* _Given task_: Collect each line of the items below that contains the string "hillside".

* _Record set_:

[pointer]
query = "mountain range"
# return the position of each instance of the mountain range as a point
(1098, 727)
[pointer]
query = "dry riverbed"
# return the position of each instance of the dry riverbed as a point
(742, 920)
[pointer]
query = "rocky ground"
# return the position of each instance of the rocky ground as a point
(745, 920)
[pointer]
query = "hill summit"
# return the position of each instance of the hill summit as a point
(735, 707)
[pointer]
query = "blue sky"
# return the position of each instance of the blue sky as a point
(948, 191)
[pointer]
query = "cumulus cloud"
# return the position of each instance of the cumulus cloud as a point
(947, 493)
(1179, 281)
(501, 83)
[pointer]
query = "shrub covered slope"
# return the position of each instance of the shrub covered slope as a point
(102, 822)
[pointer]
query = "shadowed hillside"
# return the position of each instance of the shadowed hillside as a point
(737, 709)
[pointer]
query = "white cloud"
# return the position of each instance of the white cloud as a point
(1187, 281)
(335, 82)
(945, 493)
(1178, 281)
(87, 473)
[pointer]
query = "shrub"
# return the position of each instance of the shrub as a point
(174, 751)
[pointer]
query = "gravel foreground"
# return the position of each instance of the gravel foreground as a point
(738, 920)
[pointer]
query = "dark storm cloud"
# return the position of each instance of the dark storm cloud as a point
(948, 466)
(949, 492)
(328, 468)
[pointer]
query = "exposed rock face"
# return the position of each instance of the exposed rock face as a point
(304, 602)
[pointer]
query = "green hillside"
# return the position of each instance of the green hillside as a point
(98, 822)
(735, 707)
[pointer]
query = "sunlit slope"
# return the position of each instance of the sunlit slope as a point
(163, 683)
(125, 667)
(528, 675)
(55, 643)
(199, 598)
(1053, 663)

==

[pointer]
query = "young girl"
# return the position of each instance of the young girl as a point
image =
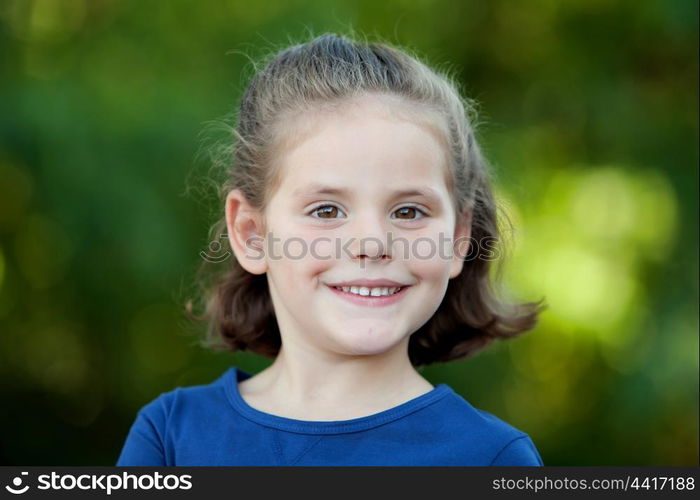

* _Solution for this problem_:
query = "shadowed hillside"
# return the position of each instance of the shadowed hillside as a point
query = "green hillside"
# return the position of each instance of the green hillside as a point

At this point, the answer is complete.